In [None]:
# Install necessary package for unsupervised learning
! pip install unsloth

In [None]:
import os
from datasets import load_dataset

# Define the path for the training dataset (ensure no sensitive info in path). The dataset should contain two columns:
# - "mail": This is the input text to be used for training.
# - "Catégorie du ticket": This is the annotation, representing the target category for classification.
HOME_PATH = '/home/ubuntu'
train_dataset_name = os.path.join(HOME_PATH, "train_set_filtred.csv")


# Load the dataset from CSV file
dataset = load_dataset("csv", data_files = train_dataset_name)

# Print dataset details: number of prompts and column names
print(f'Number of prompts: {len(dataset)}')
print(f'Column names are: {dataset.column_names}')

In [None]:
# Import necessary components from unsloth for vision model
from unsloth import FastVisionModel
import torch

# Load pre-trained vision model with options for memory optimization (4-bit)
model, tokenizer = FastVisionModel.from_pretrained(
    "unsloth/Llama-3.2-11B-Vision-Instruct",
    load_in_4bit = True, # Use 4bit to reduce memory use. False for 16bit LoRA.
    use_gradient_checkpointing = "unsloth", # True or "unsloth" for long context
)

**Records supplied:**
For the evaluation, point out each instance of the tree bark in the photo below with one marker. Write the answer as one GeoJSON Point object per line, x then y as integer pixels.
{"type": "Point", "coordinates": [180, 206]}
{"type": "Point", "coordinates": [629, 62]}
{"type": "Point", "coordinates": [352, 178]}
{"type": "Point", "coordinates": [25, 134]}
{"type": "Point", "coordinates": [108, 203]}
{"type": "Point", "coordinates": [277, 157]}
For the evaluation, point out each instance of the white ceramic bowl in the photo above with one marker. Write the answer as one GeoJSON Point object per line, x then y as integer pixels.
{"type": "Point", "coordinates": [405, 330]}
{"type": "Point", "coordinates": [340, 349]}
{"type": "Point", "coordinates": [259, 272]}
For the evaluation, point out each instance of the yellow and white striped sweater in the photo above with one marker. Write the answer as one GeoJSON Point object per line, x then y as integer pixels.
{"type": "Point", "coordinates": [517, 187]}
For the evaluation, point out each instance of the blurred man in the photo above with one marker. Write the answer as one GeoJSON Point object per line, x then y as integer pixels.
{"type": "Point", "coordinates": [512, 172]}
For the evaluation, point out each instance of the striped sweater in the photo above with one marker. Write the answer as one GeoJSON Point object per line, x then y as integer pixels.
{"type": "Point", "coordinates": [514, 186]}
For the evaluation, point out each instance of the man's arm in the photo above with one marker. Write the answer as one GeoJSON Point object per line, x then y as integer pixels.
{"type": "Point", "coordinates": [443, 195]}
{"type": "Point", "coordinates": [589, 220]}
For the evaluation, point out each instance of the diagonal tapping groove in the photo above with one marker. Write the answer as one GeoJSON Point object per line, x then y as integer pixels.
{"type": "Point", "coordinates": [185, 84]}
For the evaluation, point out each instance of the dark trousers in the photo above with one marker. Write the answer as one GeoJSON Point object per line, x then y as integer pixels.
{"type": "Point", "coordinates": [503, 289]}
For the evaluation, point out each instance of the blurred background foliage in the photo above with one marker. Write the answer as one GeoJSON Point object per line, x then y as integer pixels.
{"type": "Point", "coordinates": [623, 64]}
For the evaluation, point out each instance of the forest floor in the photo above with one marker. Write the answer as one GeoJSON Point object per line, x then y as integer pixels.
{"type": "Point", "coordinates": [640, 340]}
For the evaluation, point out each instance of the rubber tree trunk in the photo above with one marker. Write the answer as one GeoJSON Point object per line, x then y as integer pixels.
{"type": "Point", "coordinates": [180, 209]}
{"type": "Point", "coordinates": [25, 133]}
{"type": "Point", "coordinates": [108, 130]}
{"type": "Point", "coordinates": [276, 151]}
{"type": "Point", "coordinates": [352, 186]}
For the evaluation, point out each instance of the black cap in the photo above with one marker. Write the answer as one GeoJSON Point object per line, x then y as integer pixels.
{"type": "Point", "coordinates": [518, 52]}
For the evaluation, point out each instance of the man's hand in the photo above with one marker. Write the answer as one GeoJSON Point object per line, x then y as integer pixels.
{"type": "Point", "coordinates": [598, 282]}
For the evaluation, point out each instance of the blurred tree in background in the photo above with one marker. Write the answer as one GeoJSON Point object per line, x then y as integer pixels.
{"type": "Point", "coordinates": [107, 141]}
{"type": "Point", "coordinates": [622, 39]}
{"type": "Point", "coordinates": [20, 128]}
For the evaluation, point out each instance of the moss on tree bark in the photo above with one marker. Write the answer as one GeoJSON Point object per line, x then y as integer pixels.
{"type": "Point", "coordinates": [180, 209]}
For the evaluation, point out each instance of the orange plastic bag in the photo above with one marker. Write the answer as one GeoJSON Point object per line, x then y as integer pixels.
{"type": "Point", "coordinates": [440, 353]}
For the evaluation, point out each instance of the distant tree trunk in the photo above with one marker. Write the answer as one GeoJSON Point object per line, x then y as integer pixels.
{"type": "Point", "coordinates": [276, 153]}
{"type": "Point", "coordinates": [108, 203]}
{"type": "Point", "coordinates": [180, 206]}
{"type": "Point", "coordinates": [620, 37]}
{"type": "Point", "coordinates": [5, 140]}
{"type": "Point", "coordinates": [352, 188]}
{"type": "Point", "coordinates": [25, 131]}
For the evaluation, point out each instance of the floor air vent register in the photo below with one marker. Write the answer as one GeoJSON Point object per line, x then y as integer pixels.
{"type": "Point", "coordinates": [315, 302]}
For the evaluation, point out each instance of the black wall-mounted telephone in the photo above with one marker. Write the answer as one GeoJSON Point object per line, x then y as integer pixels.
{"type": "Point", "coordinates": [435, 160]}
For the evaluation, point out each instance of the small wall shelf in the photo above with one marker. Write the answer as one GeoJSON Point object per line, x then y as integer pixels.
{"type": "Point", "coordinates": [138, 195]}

**Aim of the exercise:** Copy out the part of the notebook code from "# Print dataset" up to and including "for 16bit LoRA.", without changing anything.

**Answer to this task:**
# Print dataset details: number of prompts and column names
print(f'Number of prompts: {len(dataset)}')
print(f'Column names are: {dataset.column_names}')

In [None]:
# Import necessary components from unsloth for vision model
from unsloth import FastVisionModel
import torch

# Load pre-trained vision model with options for memory optimization (4-bit)
model, tokenizer = FastVisionModel.from_pretrained(
    "unsloth/Llama-3.2-11B-Vision-Instruct",
    load_in_4bit = True, # Use 4bit to reduce memory use. False for 16bit LoRA.